## JOB
Gather each line in the entries below that contains the word 'single', and copy those lines in full.

## RECORDS FOR THIS TASK
================
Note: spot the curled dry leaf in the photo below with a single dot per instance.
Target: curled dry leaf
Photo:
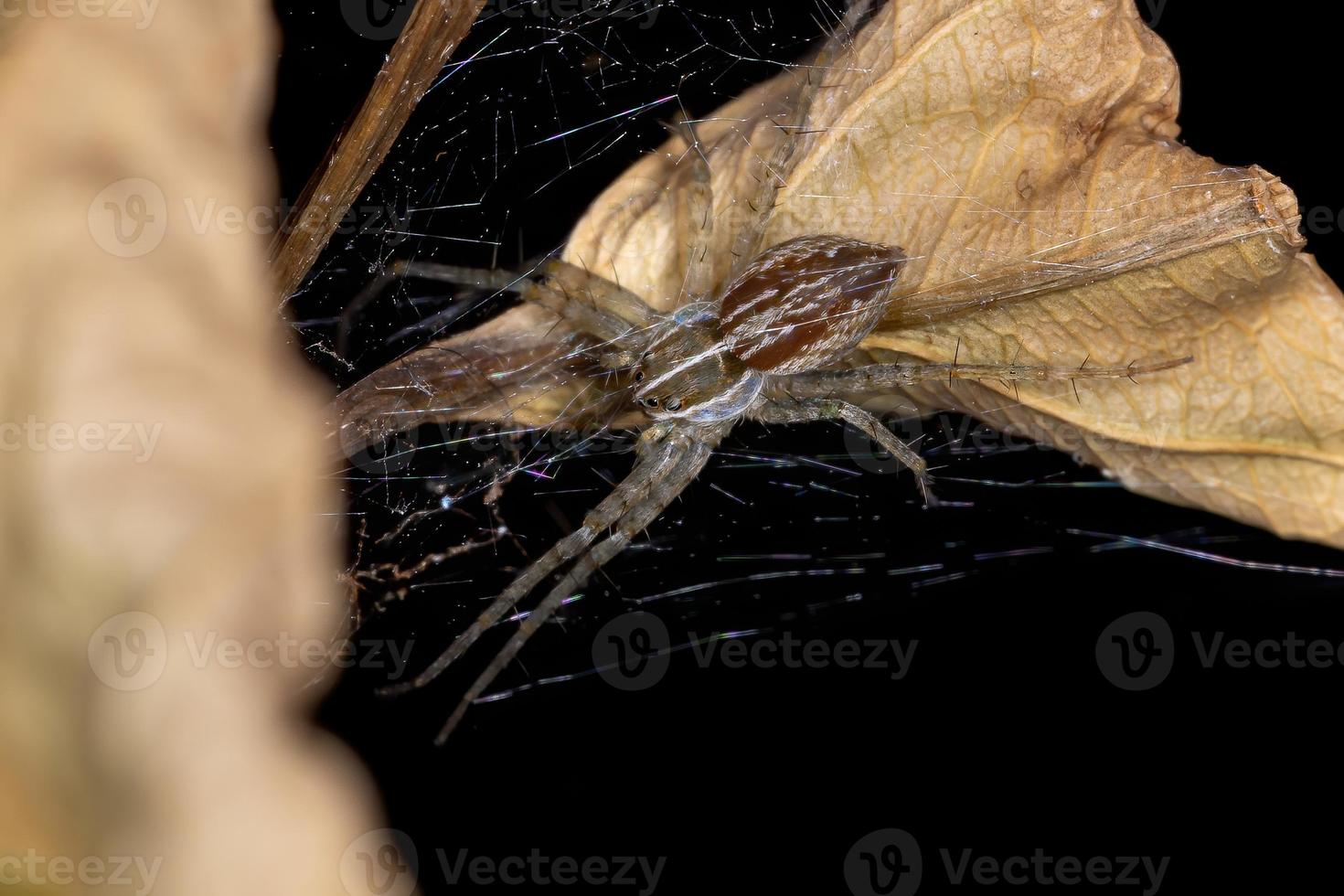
================
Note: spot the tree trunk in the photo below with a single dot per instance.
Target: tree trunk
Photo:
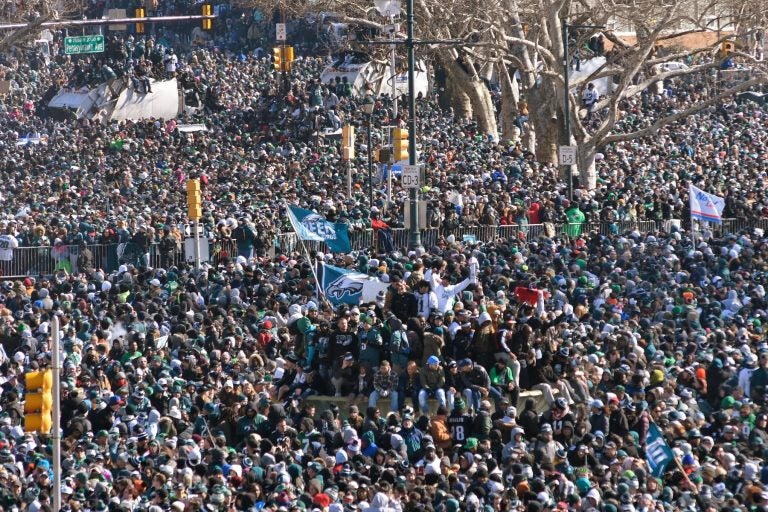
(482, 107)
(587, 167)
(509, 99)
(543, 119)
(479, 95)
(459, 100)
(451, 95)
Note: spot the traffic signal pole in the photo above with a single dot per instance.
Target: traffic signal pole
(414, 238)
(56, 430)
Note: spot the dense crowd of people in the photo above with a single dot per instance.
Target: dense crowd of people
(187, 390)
================
## SOLUTION BELOW
Note: spot the curled dry leaf in the photo below with a single dot per instance.
Note: spot the tree trunk in the photo below with a single dot per instance.
Note: spot the traffic signal pole in the photo above with a single dot per instance.
Note: spot the dense crowd of people in the photo above with a single dot per instance.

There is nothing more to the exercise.